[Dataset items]
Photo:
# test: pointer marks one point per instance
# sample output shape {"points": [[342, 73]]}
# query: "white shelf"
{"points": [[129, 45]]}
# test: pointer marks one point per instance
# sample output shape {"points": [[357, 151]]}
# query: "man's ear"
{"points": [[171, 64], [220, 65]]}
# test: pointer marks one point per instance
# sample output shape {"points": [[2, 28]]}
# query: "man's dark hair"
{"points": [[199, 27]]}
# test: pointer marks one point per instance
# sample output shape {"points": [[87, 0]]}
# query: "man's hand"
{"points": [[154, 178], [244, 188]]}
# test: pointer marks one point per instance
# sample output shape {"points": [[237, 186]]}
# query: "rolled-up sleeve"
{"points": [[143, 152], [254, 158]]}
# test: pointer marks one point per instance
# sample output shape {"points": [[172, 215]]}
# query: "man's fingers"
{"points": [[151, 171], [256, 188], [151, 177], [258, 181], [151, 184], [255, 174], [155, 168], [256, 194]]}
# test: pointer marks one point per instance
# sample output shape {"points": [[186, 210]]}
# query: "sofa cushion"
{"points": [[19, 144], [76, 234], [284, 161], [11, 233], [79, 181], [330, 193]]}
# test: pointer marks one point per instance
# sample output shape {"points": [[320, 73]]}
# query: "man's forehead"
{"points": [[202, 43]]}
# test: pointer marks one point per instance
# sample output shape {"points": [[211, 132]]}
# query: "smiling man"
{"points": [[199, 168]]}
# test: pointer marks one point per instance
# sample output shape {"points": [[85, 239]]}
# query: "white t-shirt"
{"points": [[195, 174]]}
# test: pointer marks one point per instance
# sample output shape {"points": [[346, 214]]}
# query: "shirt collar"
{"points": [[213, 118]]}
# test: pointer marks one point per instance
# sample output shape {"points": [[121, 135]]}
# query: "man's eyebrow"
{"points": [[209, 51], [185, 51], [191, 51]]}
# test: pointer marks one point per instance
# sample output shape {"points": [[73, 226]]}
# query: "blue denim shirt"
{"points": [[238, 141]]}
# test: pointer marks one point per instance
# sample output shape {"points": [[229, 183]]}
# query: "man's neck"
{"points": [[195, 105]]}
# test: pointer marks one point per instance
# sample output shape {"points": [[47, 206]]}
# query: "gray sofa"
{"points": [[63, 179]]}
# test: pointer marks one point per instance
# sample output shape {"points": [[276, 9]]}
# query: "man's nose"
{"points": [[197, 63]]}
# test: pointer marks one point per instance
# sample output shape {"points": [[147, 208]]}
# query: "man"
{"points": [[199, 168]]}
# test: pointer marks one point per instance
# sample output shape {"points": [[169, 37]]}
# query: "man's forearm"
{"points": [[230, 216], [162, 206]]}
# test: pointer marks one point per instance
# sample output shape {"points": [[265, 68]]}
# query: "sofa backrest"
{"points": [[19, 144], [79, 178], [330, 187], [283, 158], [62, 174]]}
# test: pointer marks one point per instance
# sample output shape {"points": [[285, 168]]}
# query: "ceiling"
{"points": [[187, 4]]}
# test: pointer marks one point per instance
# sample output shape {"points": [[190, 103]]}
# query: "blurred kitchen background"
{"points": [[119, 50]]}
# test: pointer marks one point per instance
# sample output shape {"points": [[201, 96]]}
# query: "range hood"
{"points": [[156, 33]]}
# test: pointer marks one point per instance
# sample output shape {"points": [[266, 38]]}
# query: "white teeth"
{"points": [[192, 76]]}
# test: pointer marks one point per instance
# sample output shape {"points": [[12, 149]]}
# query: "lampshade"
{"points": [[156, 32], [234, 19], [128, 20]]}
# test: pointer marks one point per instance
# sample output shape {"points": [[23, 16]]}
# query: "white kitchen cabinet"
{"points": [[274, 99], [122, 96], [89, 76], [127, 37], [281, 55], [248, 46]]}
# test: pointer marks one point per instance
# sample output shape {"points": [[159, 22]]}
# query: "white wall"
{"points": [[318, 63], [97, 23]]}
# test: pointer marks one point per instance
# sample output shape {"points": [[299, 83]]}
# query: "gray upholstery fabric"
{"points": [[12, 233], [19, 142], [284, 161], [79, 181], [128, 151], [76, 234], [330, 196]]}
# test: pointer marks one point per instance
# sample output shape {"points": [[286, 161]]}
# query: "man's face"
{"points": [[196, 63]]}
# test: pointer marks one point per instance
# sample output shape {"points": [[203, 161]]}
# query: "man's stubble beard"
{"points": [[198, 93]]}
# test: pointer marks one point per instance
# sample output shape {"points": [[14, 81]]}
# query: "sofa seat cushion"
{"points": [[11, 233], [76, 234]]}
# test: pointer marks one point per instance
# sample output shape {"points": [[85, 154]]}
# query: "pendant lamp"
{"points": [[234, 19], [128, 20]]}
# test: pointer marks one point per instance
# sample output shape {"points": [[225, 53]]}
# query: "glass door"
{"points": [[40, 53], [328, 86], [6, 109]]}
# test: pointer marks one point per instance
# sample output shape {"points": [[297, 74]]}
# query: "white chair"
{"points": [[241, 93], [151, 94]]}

To be done
Reproduce all the records precisely.

Response for this exercise
Photo:
# test: pointer marks one point per instance
# sample output shape {"points": [[342, 73]]}
# query: "white shelf"
{"points": [[129, 45]]}
# test: pointer marks one point per instance
# sample output shape {"points": [[357, 151]]}
# query: "man's ear"
{"points": [[171, 64], [220, 65]]}
# test: pointer marks one point per instance
# sample output shape {"points": [[2, 28]]}
# query: "man's dark hair"
{"points": [[199, 27]]}
# test: pointer marks one point per instance
# sample output shape {"points": [[87, 0]]}
# query: "man's hand"
{"points": [[154, 178], [244, 188]]}
# test: pointer marks one point per instance
# sample output shape {"points": [[237, 186]]}
# query: "rolled-up sleeve"
{"points": [[143, 152], [254, 158]]}
# test: pointer marks one point per instance
# sample output shape {"points": [[172, 215]]}
# query: "man's fingers"
{"points": [[151, 171], [256, 188], [151, 177], [258, 181], [151, 184], [255, 174], [155, 168], [256, 194]]}
# test: pointer marks one point per instance
# sample output shape {"points": [[186, 210]]}
# query: "sofa cushion"
{"points": [[19, 144], [76, 234], [284, 161], [11, 233], [79, 181], [330, 193]]}
# test: pointer marks one point per instance
# sample output shape {"points": [[320, 73]]}
# query: "man's forehead"
{"points": [[202, 43]]}
# test: pointer marks one point per instance
# sample output shape {"points": [[211, 132]]}
# query: "smiling man"
{"points": [[199, 168]]}
# test: pointer marks one point per instance
# sample output shape {"points": [[85, 239]]}
# query: "white t-shirt"
{"points": [[195, 174]]}
# test: pointer marks one point per instance
# sample output shape {"points": [[346, 214]]}
# query: "shirt collar"
{"points": [[213, 118]]}
# test: pointer marks one point per instance
# sample output shape {"points": [[121, 135]]}
# query: "man's eyebrow"
{"points": [[209, 51], [185, 51], [191, 51]]}
# test: pointer marks one point per instance
# sample output shape {"points": [[73, 226]]}
# query: "blue denim shirt"
{"points": [[238, 141]]}
# test: pointer marks one point per instance
# sample output shape {"points": [[229, 183]]}
# query: "man's neck"
{"points": [[195, 105]]}
# test: pointer marks one point per instance
# sample output shape {"points": [[47, 206]]}
# query: "gray sofa"
{"points": [[63, 179]]}
# test: pointer marks one point per instance
# sample output shape {"points": [[276, 9]]}
# query: "man's nose"
{"points": [[197, 63]]}
# test: pointer marks one point per instance
# sample output shape {"points": [[147, 208]]}
# query: "man"
{"points": [[199, 168]]}
# test: pointer marks one point per instance
# sample output shape {"points": [[169, 37]]}
# query: "man's forearm"
{"points": [[230, 216], [162, 206]]}
# test: pointer marks one point per instance
# sample output shape {"points": [[265, 68]]}
# query: "sofa backrest"
{"points": [[19, 144], [79, 178], [330, 187], [283, 158], [62, 174]]}
# test: pointer marks one point per instance
# sample output shape {"points": [[285, 168]]}
# query: "ceiling"
{"points": [[187, 4]]}
# test: pointer marks one point per instance
# sample output shape {"points": [[190, 103]]}
# query: "blurred kitchen background"
{"points": [[119, 50]]}
# test: pointer marks one point per instance
# sample output shape {"points": [[201, 96]]}
# query: "range hood"
{"points": [[156, 33]]}
# test: pointer marks one point per instance
# sample output shape {"points": [[266, 38]]}
# query: "white teeth"
{"points": [[192, 76]]}
# test: pointer marks one point per instance
# sample output shape {"points": [[12, 149]]}
# query: "lampshade"
{"points": [[156, 32], [234, 19], [128, 20]]}
# test: pointer marks one point per instance
# sample output shape {"points": [[23, 16]]}
# query: "white kitchen cabinet"
{"points": [[274, 99], [122, 96], [89, 76], [127, 37], [281, 55], [248, 46]]}
# test: pointer marks one point per instance
# sample output shape {"points": [[159, 22]]}
# query: "white wall"
{"points": [[318, 63], [97, 23]]}
# test: pointer marks one point per instance
# sample output shape {"points": [[299, 83]]}
# query: "gray upholstery fabric"
{"points": [[12, 233], [19, 142], [284, 161], [79, 181], [128, 151], [76, 234], [330, 196]]}
# test: pointer marks one point per instance
# sample output shape {"points": [[286, 161]]}
# query: "man's face"
{"points": [[196, 63]]}
# test: pointer marks one point per instance
# sample output shape {"points": [[203, 161]]}
# query: "man's stubble beard"
{"points": [[198, 93]]}
# test: pointer marks one point per instance
# sample output shape {"points": [[14, 81]]}
# query: "sofa seat cushion"
{"points": [[11, 233], [76, 234]]}
# test: pointer marks one point per instance
# sample output shape {"points": [[85, 154]]}
# query: "pendant lamp"
{"points": [[234, 19], [128, 20]]}
# test: pointer marks one point per instance
# sample output shape {"points": [[225, 53]]}
# query: "glass door"
{"points": [[40, 53], [328, 86], [6, 109]]}
# test: pointer marks one point per instance
# sample output shape {"points": [[297, 74]]}
# query: "white chair"
{"points": [[241, 93], [151, 94]]}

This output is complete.